Excerpt provided:
-------------------------
Sunday, February 19, 2012

screwed no matter what....

Hey ya'll. I am so tired of sitting places by myself while everyone else seems to be having a wonderful time. Why does it seem everyone else has a life except me? Even other mothers do more than I do... This sucks... I'm sick of making plans and then they get ruined somehow. Like the person I have plans with doesn't show up. Am I really that boring that no one wants to hang out with me? Am I seriously that bad!?  I dont understand it... EVERY time! grrrr... I'm so tired of it.... its really starting to piss me off. I'm done being sad and upset about it, now I'm pissed. Just because I have kids doesnt mean I shouldnt have a life.... maybe I should just forget about friends and doing anything with them ever again. I guess.

Thursday, February 16, 2012

Chapter 1- Story of my Life continued

I tried to think as your words flooded into my ears, "How could you do this?" you asked with a look so innocent, I will never forget it. So, grief stricken that I wanted to die for putting you in that much pain. My gut wrenched and my head pounded so hard I could hear it in my ears. Thoughts were incomprehensible, going around in circles, never coming to a solid answer. Words couldn't leave my mouth, I opened it to speak but I couldn't even summon up a whisper. You looked at me for a few minutes, tears pouring from your eyes. Honestly, I don't think you really wanted to know anything at that point. You just wanted to walk away, far away from me. I was a traitor, a liar, and to top it off I was never very good at being a home maker. There were days that things didn't get done. Sometimes a couple days in a row but, I would do it, eventually. It was never unbearable by any means. You acted like it was though, the slightest mess and, 'The house is kinda a disaster isn't it Hon?' It doesn't matter now I suppose, like I said, there are bigger problems here.
-------------------------
Data for review:
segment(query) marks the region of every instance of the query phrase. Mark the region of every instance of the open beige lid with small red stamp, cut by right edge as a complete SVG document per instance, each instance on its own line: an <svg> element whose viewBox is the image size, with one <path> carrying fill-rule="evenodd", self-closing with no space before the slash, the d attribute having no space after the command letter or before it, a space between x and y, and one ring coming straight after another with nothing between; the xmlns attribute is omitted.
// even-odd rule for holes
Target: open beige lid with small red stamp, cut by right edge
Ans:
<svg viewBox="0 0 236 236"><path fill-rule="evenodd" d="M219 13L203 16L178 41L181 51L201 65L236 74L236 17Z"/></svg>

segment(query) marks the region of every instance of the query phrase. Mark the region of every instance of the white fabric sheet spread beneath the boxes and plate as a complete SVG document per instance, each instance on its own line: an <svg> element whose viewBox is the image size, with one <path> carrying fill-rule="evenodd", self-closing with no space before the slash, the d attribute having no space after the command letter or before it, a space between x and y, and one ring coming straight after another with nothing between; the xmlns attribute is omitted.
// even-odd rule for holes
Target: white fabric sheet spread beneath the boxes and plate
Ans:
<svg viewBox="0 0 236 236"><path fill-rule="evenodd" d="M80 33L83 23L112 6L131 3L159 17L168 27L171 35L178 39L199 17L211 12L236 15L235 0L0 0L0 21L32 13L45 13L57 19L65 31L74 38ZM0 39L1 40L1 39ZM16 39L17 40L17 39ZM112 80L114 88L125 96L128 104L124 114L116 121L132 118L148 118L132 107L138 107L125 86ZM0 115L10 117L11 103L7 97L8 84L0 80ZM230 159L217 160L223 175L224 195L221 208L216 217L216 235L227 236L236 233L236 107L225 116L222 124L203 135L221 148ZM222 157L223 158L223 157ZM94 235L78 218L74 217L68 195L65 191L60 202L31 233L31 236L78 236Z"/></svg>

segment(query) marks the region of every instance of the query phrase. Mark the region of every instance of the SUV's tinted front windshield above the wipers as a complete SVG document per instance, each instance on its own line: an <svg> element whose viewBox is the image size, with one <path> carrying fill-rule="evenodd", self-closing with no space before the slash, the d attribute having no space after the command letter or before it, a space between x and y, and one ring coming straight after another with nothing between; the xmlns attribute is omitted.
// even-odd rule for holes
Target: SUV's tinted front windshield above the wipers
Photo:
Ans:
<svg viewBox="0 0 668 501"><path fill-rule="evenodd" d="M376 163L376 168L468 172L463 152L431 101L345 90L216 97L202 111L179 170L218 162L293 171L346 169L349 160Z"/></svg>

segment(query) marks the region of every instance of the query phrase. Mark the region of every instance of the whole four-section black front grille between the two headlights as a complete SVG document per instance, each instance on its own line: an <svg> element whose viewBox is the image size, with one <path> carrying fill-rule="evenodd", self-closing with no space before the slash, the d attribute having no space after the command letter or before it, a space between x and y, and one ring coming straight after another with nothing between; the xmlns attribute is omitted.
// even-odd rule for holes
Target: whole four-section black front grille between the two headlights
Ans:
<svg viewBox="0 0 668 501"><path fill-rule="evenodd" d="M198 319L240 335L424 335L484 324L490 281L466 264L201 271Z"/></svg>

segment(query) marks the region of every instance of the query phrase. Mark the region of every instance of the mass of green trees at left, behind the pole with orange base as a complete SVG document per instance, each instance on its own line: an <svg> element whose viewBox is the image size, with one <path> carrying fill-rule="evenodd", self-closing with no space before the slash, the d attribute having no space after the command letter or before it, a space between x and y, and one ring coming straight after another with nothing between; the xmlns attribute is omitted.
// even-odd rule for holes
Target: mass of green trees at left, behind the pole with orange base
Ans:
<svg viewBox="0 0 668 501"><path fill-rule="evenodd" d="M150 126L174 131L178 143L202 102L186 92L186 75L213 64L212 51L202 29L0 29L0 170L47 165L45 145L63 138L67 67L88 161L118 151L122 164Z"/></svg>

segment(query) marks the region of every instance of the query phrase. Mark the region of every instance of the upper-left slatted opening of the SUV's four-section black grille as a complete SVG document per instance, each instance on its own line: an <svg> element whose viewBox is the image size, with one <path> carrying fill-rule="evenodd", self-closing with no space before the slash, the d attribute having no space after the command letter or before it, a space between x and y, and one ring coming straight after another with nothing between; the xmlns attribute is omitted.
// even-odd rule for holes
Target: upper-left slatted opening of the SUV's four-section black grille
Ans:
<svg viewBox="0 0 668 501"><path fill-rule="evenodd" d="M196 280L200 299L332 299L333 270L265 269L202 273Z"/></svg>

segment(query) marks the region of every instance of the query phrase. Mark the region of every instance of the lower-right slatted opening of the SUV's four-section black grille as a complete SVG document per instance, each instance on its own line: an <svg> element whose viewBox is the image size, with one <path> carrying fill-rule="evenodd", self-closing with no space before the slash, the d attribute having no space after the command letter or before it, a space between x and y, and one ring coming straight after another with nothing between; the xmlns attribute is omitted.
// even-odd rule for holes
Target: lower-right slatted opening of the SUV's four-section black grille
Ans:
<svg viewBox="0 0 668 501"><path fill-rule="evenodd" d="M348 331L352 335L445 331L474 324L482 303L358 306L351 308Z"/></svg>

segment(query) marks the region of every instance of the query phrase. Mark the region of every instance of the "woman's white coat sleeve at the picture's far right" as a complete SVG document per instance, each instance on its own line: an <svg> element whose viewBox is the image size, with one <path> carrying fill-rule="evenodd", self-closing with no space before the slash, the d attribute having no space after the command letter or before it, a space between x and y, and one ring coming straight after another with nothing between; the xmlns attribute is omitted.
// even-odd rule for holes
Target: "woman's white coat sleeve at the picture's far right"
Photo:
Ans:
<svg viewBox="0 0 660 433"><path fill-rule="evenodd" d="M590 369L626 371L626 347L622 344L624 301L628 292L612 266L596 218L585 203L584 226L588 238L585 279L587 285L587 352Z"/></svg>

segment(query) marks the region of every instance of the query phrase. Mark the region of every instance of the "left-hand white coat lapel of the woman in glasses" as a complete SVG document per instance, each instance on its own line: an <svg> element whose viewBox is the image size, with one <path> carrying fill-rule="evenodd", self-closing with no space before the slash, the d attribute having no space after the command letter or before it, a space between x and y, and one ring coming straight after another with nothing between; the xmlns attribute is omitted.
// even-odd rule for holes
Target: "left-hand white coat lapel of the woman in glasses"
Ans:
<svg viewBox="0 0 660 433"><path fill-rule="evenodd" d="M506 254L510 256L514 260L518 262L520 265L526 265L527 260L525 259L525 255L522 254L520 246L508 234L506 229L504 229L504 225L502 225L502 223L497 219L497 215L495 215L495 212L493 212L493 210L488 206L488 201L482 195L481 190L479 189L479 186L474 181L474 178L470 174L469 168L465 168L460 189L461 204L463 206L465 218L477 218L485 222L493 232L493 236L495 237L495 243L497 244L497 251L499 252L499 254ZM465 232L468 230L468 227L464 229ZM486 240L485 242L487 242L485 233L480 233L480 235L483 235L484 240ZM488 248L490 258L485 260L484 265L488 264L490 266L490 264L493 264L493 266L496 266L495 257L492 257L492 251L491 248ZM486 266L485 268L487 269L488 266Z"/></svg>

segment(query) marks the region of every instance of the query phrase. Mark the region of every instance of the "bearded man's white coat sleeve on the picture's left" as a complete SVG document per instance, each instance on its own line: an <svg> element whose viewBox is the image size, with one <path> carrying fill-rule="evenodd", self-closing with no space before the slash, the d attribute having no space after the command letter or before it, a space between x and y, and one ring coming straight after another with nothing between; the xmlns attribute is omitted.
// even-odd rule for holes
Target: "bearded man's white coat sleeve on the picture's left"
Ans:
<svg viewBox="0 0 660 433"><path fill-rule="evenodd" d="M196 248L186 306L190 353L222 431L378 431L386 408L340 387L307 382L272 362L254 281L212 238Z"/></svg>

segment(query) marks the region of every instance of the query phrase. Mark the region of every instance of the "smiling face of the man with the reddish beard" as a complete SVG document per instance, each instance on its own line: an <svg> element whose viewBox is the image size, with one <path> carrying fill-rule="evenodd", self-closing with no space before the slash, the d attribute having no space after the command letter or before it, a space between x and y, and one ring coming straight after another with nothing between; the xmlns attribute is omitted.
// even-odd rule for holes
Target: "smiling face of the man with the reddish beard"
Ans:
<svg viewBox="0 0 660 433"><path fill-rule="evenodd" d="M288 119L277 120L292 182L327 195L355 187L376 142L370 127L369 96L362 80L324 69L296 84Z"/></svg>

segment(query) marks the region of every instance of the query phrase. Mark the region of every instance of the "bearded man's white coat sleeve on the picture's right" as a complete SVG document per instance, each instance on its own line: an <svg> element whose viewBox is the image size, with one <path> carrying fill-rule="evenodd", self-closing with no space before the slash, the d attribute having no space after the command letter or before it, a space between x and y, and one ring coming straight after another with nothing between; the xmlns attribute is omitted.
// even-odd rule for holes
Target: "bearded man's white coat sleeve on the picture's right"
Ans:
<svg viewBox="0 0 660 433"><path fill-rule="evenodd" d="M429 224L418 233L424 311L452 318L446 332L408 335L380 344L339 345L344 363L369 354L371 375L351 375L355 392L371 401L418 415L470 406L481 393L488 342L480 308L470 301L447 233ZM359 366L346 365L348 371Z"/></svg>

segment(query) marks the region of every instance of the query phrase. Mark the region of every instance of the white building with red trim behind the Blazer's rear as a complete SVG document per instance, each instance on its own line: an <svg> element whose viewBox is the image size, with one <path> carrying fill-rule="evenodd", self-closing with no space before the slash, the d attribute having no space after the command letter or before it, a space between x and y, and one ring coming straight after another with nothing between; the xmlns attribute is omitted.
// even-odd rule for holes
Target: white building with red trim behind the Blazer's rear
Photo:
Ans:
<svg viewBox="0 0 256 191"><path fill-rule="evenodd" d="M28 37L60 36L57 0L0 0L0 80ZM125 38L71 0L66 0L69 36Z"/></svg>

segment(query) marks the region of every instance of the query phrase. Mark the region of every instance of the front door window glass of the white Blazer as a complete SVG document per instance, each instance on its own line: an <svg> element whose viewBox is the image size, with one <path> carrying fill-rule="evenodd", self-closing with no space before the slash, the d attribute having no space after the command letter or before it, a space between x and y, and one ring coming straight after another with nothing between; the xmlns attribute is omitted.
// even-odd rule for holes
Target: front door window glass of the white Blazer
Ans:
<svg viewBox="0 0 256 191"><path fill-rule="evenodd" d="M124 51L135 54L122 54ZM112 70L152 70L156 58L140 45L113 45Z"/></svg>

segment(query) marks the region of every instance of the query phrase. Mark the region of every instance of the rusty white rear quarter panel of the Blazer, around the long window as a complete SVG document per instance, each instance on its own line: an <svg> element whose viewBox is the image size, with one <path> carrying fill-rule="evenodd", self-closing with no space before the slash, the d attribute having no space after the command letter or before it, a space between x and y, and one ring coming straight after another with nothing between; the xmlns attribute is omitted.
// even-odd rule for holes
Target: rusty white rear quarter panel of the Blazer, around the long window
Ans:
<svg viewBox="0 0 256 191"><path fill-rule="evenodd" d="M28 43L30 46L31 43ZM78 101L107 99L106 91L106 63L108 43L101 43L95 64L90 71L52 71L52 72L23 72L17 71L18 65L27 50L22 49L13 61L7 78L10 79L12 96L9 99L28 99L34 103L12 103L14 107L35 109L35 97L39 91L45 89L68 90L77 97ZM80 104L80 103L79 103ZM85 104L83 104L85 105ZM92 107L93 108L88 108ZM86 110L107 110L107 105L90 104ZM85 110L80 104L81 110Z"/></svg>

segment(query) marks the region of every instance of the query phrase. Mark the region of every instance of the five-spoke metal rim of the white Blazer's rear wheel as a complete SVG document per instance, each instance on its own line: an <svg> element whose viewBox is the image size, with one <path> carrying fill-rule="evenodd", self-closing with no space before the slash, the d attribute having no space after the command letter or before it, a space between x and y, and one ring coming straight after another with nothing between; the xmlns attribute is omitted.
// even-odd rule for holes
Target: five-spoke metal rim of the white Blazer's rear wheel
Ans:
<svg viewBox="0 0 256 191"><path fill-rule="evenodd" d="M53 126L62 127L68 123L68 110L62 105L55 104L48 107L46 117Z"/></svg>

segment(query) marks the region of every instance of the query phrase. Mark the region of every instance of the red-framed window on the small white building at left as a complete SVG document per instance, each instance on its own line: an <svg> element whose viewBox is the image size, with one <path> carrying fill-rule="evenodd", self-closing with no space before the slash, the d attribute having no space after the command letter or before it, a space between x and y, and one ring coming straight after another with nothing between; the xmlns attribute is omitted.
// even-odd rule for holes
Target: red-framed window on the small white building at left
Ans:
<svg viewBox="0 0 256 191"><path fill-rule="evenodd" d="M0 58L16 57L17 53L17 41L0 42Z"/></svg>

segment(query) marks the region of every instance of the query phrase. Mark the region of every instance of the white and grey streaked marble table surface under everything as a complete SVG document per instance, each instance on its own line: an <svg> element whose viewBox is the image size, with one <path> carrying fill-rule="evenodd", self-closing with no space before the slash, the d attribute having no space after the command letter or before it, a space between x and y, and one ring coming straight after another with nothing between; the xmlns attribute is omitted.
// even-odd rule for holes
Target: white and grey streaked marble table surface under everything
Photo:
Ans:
-------------------------
Work request:
Answer these questions about the blog excerpt above.
(a) On what date was the post titled "screwed no matter what...." published?
(b) What heading opens the post dated Thursday, February 16, 2012?
(c) In that chapter, what question does the person addressed as "you" ask?

Response:
(a) Sunday, February 19, 2012
(b) "Chapter 1- Story of my Life continued"
(c) "How could you do this?"